**THE TASK:**
Return each entry word for word, without its pictures.

**THE DATA:**
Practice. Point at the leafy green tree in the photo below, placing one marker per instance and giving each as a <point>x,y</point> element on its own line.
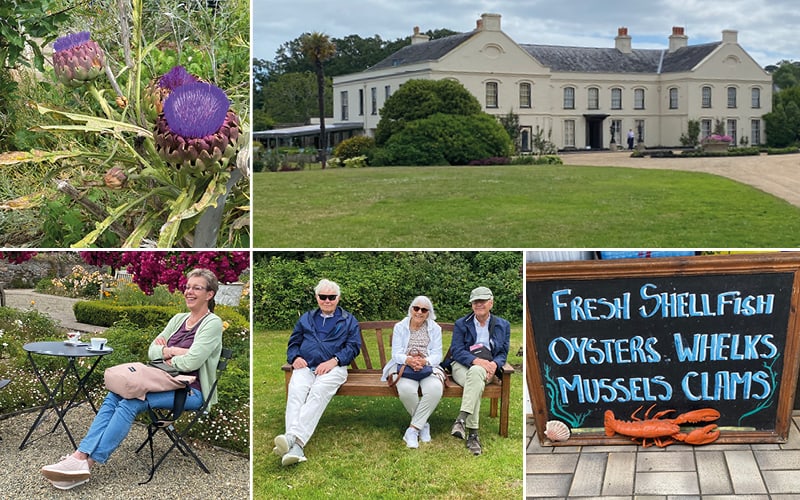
<point>785,74</point>
<point>418,99</point>
<point>292,98</point>
<point>318,48</point>
<point>448,139</point>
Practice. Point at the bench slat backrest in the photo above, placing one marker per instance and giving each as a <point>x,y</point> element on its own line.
<point>378,328</point>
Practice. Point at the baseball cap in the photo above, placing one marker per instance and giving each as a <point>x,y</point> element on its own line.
<point>480,293</point>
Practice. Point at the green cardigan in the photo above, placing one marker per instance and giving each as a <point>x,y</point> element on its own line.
<point>204,353</point>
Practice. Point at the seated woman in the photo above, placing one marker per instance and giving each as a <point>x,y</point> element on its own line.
<point>417,342</point>
<point>192,343</point>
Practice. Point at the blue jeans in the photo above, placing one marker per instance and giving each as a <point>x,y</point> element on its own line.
<point>116,416</point>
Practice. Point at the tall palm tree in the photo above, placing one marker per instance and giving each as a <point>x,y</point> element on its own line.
<point>318,48</point>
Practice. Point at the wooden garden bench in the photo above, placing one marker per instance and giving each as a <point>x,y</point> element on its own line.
<point>364,377</point>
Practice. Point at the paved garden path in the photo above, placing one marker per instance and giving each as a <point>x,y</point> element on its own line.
<point>58,308</point>
<point>778,175</point>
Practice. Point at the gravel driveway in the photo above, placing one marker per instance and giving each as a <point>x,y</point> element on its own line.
<point>178,476</point>
<point>778,175</point>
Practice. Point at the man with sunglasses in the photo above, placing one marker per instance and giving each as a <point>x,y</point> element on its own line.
<point>324,341</point>
<point>479,350</point>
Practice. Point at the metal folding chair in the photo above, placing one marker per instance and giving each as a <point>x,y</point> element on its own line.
<point>164,420</point>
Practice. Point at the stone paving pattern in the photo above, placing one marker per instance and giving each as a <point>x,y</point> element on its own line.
<point>713,472</point>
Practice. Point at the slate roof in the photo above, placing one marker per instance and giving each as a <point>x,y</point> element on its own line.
<point>421,52</point>
<point>611,60</point>
<point>567,59</point>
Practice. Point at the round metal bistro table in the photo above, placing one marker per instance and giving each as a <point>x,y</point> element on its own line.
<point>61,405</point>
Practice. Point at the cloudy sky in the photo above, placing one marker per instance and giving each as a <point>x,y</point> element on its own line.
<point>767,28</point>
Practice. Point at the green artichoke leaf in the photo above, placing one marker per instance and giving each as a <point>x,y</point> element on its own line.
<point>92,123</point>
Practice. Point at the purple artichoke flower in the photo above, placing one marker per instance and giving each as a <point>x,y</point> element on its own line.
<point>77,59</point>
<point>197,129</point>
<point>159,88</point>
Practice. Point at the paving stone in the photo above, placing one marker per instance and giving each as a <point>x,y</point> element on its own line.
<point>670,483</point>
<point>547,485</point>
<point>712,473</point>
<point>619,475</point>
<point>744,473</point>
<point>782,481</point>
<point>551,464</point>
<point>660,462</point>
<point>588,479</point>
<point>778,460</point>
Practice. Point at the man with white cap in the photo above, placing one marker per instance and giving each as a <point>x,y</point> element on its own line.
<point>479,350</point>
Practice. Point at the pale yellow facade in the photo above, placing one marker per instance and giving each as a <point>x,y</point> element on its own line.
<point>575,95</point>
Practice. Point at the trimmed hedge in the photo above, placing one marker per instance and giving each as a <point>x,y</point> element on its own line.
<point>381,285</point>
<point>100,313</point>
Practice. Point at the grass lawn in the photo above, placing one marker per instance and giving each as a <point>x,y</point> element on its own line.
<point>357,450</point>
<point>515,206</point>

**RESPONSE TO THIS EXERCISE:**
Practice. Point at the leafy green tree in the photo below, placing one marker per instance and giving each as a <point>x,y</point> element on its own line.
<point>785,74</point>
<point>418,99</point>
<point>292,98</point>
<point>318,48</point>
<point>448,139</point>
Practice. Point at the bench slat backrest in the photo above, placing one marker per instance and giving each as a <point>x,y</point> element on its own line.
<point>378,328</point>
Practice. Point at the baseball cap in the photo above, placing one marker per instance and giving each as a <point>x,y</point> element on its own line.
<point>480,293</point>
Practice. Point at the green cardigan in the photo above, placing one marker per instance and giving each as a <point>x,y</point> element on its own line.
<point>204,353</point>
Practice. Point at the seated woman in the photo above, placing one marker per instance and giving each as a <point>x,y</point> element on its own line.
<point>417,342</point>
<point>192,343</point>
Practice. Point at the blue jeans in the photo above, placing one marker per instance and giving each as a <point>x,y</point> element on its own line.
<point>116,416</point>
Practice. Point at the tall palm tree in the photo above, placing one marker per instance and giving each as a <point>x,y</point> element on its own line.
<point>318,48</point>
Practice. Point at the wooden garden bench in the photo above, placing one marker per instance and giving each as a <point>x,y</point> element on its own line.
<point>364,377</point>
Practice. Point at the paved garden path in the photo above, placing one marker per instance and giving each as a <point>x,y</point> element on its own line.
<point>58,308</point>
<point>778,175</point>
Practice. Point at the gravel driveway in the photo above, placing one marker per instance and giving each as a <point>x,y</point> element on its own line.
<point>178,476</point>
<point>778,175</point>
Practice. Point at the man with sunglasses in the photo above, placing one marker per instance and giving each as a <point>x,y</point> element on its own line.
<point>324,341</point>
<point>479,350</point>
Practice. Point at the metal folding chair in the photo above, placing one marker per instance and giving each as a <point>x,y</point> element on its own line.
<point>164,420</point>
Practice. Point at the stone paving pattern in the photo above, placing one marker per instance and giving each as a <point>x,y</point> element on its own line.
<point>713,472</point>
Practice. Point at the slate roof in the photo above, placing one marker per instance and giving each as a <point>x,y</point> element on its own line.
<point>421,52</point>
<point>611,60</point>
<point>567,59</point>
Practice. Point at the round metal bistro table in the photo above, placing one marker per instance and giving each as a <point>x,y</point> element on its own line.
<point>61,405</point>
Practice. Point at the cloudy sky in the photo above, placing one marker per instance and giving each as a <point>x,y</point> element on its own line.
<point>767,28</point>
Practice. Point at the green artichoke leaf in the photo above, placing one marker per instance and giving each as a <point>x,y</point> element on its own line.
<point>92,123</point>
Practice. Point at the purple artichoke flower in the photo above, placing one marker per instance and giving each as a <point>x,y</point> element on its own line.
<point>77,59</point>
<point>197,129</point>
<point>159,88</point>
Practice. Point at the paving stone in the photo above, placing one marker per instance and giving each as a <point>x,y</point> element on its own line.
<point>670,483</point>
<point>547,485</point>
<point>712,473</point>
<point>619,475</point>
<point>744,473</point>
<point>782,481</point>
<point>551,464</point>
<point>660,462</point>
<point>588,479</point>
<point>778,460</point>
Practice. Point at the man with white cap in the photo above, placing one marker per instance and giving each as a <point>x,y</point> element on its own line.
<point>479,350</point>
Practice. Point at the pale yellow facade in the photo above, placing one marker per instance and giving each as a <point>x,y</point> element on its own line.
<point>575,95</point>
Practice. Point at the trimmed hedge in the photo above, placing one marker per instance and giving each as a <point>x,y</point> element on its own line.
<point>381,285</point>
<point>100,313</point>
Practice. Point at the grass lawn in the photo above, placing one marker per instance and giving each as a <point>x,y</point> element on its own line.
<point>357,450</point>
<point>515,206</point>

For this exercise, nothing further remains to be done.